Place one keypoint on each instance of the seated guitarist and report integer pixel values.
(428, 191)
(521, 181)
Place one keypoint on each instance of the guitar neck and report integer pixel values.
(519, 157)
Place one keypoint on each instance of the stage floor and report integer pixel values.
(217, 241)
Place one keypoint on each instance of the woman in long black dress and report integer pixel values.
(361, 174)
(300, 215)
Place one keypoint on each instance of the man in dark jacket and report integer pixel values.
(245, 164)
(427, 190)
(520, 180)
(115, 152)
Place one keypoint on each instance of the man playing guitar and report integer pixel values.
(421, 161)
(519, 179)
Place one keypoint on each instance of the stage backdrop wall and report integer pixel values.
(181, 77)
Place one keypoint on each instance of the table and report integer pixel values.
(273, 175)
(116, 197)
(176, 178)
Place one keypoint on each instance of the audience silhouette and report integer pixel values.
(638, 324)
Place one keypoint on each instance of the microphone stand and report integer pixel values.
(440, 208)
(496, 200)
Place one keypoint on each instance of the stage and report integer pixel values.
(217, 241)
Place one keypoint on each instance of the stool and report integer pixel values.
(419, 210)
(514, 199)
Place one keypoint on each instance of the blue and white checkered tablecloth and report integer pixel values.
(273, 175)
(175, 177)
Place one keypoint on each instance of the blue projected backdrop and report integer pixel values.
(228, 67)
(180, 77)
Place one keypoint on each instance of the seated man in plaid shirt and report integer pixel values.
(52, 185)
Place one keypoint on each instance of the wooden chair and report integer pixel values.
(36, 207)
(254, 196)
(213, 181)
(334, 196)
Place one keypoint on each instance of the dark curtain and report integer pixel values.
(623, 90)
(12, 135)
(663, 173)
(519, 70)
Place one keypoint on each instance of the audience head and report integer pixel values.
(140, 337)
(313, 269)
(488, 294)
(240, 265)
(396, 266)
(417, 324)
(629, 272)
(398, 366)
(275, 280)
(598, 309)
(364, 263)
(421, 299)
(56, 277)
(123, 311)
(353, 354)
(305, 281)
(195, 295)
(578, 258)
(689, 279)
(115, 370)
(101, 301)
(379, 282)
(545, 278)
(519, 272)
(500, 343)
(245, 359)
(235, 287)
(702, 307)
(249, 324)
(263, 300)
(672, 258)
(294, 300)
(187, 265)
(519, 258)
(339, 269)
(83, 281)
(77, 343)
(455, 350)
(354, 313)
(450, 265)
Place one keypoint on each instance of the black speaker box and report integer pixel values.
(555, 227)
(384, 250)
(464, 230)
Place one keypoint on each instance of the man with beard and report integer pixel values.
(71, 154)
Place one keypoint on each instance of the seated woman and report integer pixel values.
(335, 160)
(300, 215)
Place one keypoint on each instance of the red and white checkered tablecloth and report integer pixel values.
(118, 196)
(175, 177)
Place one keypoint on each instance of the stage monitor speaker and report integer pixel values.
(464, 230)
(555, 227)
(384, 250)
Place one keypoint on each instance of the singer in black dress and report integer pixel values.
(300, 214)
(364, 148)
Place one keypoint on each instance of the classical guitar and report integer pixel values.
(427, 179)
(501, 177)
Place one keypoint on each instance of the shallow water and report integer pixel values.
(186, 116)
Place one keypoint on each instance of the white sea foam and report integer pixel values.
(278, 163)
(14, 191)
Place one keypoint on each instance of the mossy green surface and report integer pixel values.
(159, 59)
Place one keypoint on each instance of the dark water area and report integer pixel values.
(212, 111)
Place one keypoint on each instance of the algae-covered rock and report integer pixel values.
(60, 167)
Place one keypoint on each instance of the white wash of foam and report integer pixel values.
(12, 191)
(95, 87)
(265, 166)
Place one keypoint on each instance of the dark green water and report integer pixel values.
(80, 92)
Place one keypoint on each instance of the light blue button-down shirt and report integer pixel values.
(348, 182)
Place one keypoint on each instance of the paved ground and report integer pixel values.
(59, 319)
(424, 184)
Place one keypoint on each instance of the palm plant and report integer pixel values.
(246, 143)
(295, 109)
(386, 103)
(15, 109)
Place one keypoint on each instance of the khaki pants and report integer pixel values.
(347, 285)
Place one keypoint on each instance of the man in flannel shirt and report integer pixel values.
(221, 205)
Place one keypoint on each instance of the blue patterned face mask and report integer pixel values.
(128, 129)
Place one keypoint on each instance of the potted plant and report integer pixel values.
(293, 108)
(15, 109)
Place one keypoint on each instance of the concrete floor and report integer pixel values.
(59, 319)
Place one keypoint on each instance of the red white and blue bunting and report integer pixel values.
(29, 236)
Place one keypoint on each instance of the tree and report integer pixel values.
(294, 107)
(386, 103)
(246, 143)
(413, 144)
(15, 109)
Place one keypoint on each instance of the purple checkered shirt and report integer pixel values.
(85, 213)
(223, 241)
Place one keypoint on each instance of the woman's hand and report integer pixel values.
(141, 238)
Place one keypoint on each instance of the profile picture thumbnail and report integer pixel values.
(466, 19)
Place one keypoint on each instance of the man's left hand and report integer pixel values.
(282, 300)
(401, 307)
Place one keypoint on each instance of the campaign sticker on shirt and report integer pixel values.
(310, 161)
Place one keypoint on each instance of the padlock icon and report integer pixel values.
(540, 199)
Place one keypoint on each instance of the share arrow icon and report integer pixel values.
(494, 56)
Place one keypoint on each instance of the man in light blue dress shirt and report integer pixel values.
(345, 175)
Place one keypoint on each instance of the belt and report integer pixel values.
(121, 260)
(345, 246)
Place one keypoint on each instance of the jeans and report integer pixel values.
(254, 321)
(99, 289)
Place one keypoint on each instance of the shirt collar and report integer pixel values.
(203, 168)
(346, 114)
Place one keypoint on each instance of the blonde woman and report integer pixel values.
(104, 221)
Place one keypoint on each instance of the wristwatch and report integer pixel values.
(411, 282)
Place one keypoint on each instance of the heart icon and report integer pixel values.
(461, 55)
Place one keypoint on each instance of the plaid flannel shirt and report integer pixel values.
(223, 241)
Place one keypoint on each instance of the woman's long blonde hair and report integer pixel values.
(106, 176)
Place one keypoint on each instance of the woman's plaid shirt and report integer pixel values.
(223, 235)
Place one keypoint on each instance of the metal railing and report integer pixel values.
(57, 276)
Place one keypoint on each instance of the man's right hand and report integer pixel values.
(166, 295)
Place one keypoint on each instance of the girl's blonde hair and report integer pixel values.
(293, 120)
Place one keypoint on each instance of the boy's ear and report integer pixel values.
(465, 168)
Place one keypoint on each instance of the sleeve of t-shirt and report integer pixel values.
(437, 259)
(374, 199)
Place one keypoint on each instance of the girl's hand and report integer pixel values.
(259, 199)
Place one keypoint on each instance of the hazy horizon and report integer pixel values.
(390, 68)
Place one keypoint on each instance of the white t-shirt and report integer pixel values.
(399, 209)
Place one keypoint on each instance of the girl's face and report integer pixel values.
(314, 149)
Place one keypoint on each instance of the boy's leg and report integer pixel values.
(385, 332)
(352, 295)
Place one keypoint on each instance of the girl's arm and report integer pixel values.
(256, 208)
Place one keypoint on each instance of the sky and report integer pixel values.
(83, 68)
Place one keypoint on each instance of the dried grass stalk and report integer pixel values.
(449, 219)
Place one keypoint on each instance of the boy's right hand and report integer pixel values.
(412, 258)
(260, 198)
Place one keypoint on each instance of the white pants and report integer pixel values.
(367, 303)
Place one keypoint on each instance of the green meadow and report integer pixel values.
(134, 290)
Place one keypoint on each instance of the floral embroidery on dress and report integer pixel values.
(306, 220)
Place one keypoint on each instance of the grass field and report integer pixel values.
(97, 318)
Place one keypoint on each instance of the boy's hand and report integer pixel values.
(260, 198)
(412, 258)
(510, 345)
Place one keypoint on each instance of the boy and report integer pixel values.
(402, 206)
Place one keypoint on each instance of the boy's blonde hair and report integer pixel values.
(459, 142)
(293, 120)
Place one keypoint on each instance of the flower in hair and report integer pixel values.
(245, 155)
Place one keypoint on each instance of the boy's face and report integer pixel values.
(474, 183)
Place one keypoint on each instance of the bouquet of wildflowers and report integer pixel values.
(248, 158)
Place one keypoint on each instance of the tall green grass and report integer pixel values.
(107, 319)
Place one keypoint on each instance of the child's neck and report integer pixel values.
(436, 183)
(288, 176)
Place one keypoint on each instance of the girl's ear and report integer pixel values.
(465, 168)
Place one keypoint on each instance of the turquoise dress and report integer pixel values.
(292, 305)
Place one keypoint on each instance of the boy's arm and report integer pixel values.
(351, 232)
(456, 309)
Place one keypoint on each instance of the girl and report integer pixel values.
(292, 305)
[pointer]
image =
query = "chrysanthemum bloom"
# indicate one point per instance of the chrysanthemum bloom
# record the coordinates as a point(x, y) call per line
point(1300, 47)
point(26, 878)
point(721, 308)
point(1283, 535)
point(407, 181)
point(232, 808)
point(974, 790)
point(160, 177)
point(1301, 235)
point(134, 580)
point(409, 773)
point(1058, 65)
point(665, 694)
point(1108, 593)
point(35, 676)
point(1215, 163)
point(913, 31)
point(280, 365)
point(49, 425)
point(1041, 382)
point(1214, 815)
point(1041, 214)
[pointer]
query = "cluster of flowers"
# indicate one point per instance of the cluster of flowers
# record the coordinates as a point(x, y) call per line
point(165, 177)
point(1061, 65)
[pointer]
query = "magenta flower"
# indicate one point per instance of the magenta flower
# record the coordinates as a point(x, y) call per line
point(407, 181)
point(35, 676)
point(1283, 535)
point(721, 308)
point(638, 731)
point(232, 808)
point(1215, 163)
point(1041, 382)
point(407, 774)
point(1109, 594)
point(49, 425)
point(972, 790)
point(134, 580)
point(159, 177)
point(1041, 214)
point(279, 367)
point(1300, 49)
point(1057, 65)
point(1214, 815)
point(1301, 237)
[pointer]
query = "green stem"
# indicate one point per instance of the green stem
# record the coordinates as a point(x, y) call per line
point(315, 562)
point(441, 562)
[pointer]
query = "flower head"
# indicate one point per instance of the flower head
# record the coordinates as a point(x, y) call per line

..........

### Your assignment
From the data above, pick out each line containing "indicate" and copy it.

### Answer to the exercise
# indicate one point per instance of the chrysanthemum bloom
# indicate one point per instance of the cluster of flowers
# indicate one point per instance of the magenta flower
# indicate one point per instance of the green stem
# indicate one point per instance of the flower head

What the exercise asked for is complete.